◆ Exercise aim: Can you set down every one of the items that follow again, word for word and in the same order?
** BEGIN Data rows **
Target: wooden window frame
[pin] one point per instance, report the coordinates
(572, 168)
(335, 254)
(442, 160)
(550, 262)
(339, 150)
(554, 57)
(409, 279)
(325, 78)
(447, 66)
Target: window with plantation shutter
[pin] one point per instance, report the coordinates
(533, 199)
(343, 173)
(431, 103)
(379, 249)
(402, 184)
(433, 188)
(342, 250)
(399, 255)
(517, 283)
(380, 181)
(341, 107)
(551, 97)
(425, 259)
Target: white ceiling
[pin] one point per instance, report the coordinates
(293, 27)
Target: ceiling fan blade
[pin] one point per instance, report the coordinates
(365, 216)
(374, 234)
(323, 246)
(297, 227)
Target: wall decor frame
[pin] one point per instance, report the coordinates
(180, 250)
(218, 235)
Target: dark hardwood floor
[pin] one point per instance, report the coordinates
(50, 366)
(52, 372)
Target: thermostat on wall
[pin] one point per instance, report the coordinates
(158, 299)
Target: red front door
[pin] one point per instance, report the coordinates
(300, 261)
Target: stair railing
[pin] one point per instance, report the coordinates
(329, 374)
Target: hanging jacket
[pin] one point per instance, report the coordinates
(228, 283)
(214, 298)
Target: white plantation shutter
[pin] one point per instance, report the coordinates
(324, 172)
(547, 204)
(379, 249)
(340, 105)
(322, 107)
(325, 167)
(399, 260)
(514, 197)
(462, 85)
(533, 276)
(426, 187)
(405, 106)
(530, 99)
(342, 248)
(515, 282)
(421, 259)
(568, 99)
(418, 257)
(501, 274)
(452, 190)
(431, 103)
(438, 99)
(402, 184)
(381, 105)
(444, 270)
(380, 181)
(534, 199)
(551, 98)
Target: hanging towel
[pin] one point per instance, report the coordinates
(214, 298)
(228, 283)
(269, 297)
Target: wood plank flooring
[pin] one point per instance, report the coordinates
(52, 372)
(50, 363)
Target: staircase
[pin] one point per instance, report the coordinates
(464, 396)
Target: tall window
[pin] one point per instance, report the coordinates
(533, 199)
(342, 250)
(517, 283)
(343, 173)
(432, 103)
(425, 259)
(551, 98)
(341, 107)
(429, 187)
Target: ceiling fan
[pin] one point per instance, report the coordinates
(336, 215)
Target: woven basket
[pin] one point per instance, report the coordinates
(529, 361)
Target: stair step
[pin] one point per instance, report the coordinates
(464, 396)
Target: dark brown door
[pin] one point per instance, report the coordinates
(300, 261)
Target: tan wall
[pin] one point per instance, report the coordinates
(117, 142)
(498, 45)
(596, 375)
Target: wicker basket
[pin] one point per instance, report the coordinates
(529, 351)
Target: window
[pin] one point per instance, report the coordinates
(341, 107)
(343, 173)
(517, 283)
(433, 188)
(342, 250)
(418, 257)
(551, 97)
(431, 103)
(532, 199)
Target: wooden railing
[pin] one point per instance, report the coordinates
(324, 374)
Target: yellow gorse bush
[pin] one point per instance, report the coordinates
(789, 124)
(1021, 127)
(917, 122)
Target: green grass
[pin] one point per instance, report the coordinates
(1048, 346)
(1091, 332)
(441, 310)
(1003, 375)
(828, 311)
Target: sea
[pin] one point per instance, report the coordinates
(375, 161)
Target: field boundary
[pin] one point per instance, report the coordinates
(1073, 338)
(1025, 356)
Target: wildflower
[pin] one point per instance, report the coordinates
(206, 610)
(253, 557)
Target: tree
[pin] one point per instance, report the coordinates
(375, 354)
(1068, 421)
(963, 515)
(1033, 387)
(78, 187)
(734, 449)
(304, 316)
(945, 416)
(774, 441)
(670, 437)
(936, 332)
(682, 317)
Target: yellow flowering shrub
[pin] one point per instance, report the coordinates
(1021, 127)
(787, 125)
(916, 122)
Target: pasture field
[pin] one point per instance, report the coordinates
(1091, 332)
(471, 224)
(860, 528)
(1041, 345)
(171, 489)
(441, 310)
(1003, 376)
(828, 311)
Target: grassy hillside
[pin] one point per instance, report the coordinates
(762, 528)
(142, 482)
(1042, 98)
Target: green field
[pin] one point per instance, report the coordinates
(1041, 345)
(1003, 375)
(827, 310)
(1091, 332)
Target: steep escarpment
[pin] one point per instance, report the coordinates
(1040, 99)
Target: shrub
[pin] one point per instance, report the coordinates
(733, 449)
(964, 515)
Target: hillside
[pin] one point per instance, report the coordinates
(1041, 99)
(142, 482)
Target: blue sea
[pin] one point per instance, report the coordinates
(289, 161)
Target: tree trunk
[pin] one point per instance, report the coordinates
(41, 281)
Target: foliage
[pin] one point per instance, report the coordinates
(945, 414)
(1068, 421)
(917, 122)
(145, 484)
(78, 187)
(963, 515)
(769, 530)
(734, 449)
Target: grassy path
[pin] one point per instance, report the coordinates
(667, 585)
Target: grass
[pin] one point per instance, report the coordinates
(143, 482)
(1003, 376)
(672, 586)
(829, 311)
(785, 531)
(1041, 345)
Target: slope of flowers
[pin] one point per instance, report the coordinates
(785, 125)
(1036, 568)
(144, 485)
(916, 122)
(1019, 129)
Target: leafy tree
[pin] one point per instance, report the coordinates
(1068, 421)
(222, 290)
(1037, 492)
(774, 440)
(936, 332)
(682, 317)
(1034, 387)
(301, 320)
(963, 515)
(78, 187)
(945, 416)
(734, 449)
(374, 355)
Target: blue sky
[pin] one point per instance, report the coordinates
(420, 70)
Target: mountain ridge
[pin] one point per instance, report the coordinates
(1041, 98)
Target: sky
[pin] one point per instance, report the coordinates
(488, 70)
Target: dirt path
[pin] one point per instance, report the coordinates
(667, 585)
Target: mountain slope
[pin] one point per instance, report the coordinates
** END Data rows **
◆ Response to the exercise:
Target: wooden window frame
[pin] one point per instance, report the coordinates
(572, 168)
(335, 254)
(442, 160)
(550, 262)
(339, 150)
(554, 57)
(409, 279)
(325, 78)
(447, 66)
Target: window with plantation shutter
[pin] one point per instance, report the coordinates
(533, 199)
(343, 173)
(431, 103)
(379, 249)
(402, 184)
(433, 188)
(342, 250)
(399, 255)
(517, 283)
(380, 181)
(341, 107)
(551, 97)
(425, 259)
Target: white ceiling
[pin] one point per instance, report the coordinates
(293, 27)
Target: ceiling fan blade
[pin] one point per instance, report the coordinates
(365, 216)
(374, 234)
(323, 246)
(297, 227)
Target: wall decor frame
[pin] one point per instance, report the coordinates
(180, 250)
(218, 235)
Target: dark hardwood floor
[pin] one point per instance, report the coordinates
(50, 366)
(52, 372)
Target: thermostat on wall
[pin] one point per instance, report the coordinates
(158, 299)
Target: red front door
[pin] one point per instance, report the coordinates
(300, 261)
Target: stair railing
[pin] one point per instance, report the coordinates
(329, 374)
Target: hanging jacket
[pin] one point per instance, report the coordinates
(228, 283)
(214, 298)
Target: white plantation shutter
[pin] one point per instance, report the coordinates
(324, 172)
(547, 204)
(379, 249)
(340, 105)
(322, 107)
(325, 167)
(399, 260)
(514, 197)
(462, 85)
(533, 276)
(426, 187)
(405, 106)
(530, 99)
(342, 248)
(515, 282)
(421, 259)
(568, 99)
(418, 257)
(501, 274)
(452, 190)
(431, 103)
(438, 99)
(402, 184)
(381, 105)
(444, 270)
(380, 181)
(534, 199)
(551, 98)
Target: hanging towel
[pin] one point per instance, report the coordinates
(214, 298)
(228, 283)
(269, 297)
Target: wood plank flooring
[pin] one point per instance, report the coordinates
(52, 372)
(50, 363)
Target: staircase
[pin] one point per instance, report the coordinates
(464, 396)
Target: tall window
[pin] one point per instance, report the coordinates
(533, 199)
(342, 250)
(517, 283)
(343, 173)
(432, 103)
(425, 259)
(551, 98)
(341, 107)
(429, 187)
Target: ceiling fan
[pin] one point per instance, report the coordinates
(336, 215)
Target: woven basket
[pin] one point per instance, report the coordinates
(529, 361)
Target: stair step
[pin] one point per instance, report the coordinates
(464, 396)
Target: dark brown door
[pin] one point per instance, report the coordinates
(300, 261)
Target: tan wall
[pin] one point per instance, report the coordinates
(117, 142)
(498, 45)
(596, 375)
Target: wicker basket
[pin] one point per instance, report the coordinates
(529, 351)
Target: window
[pin] one point per instance, report the coordinates
(341, 107)
(343, 173)
(517, 283)
(433, 188)
(342, 250)
(418, 257)
(551, 97)
(431, 103)
(532, 199)
Target: wooden railing
[pin] one point per instance, report the coordinates
(324, 374)
Target: yellow gorse bush
[pin] one point per instance, report the coordinates
(789, 124)
(1021, 127)
(917, 122)
Target: green grass
[pin] one point per instance, report the coordinates
(1048, 346)
(1091, 332)
(441, 310)
(1003, 375)
(828, 311)
Target: sea
[pin] one point per instance, report the coordinates
(375, 161)
Target: field boundary
[pin] one point per instance, report the coordinates
(1073, 338)
(1025, 356)
Target: wildflower
[pin] one point per instance, report the coordinates
(206, 610)
(253, 557)
Target: tree
[pin] one point per instance, report the coordinates
(375, 354)
(1068, 421)
(963, 515)
(1033, 387)
(78, 187)
(734, 449)
(304, 316)
(945, 416)
(774, 441)
(670, 437)
(936, 332)
(682, 317)
Target: yellow flowering shrub
[pin] one point per instance, report the coordinates
(1021, 127)
(787, 125)
(916, 122)
Target: pasture field
[pin] one point per instance, report the coordinates
(1091, 332)
(471, 224)
(860, 528)
(1041, 345)
(171, 489)
(441, 310)
(1003, 376)
(828, 311)
Target: grassy hillside
[pin] one point per instance, report the coordinates
(762, 528)
(142, 482)
(1042, 98)
Target: green field
[pin] one point per instance, report the coordinates
(1041, 345)
(1003, 375)
(827, 310)
(1091, 332)
Target: steep escarpment
[pin] one point per instance, report the coordinates
(1040, 99)
Target: shrub
[pin] one point per instance, report the coordinates
(733, 449)
(964, 515)
Target: hillside
[pin] one point per instance, report the coordinates
(1041, 99)
(142, 482)
Target: blue sea
[pin] one point per instance, report the coordinates
(289, 161)
Target: tree trunk
[pin] one point per instance, report the coordinates
(41, 281)
Target: foliage
[pin] one point per instance, report the coordinates
(945, 414)
(1068, 421)
(917, 122)
(145, 484)
(78, 187)
(963, 515)
(769, 530)
(734, 449)
Target: grassy path
[pin] one point per instance, report the coordinates
(667, 585)
Target: grass
[pin] one point per instance, report the coordinates
(143, 482)
(1003, 376)
(672, 586)
(829, 311)
(785, 531)
(1041, 345)
Target: slope of flowers
[pin] one point per instance, report the coordinates
(785, 125)
(1036, 568)
(144, 485)
(916, 122)
(1019, 129)
Target: leafy tree
[pin] one point per instance, report the coordinates
(1068, 421)
(222, 290)
(1037, 492)
(774, 440)
(936, 332)
(682, 317)
(1034, 387)
(301, 320)
(963, 515)
(78, 187)
(945, 416)
(734, 449)
(374, 355)
Target: blue sky
[pin] one point per instance, report the coordinates
(420, 70)
Target: mountain ridge
[pin] one point per instance, report the coordinates
(1041, 98)
Target: sky
[pin] one point per instance, report the coordinates
(488, 70)
Target: dirt path
[pin] one point per instance, report the coordinates
(667, 585)
Target: mountain slope
[pin] one point per instance, report the coordinates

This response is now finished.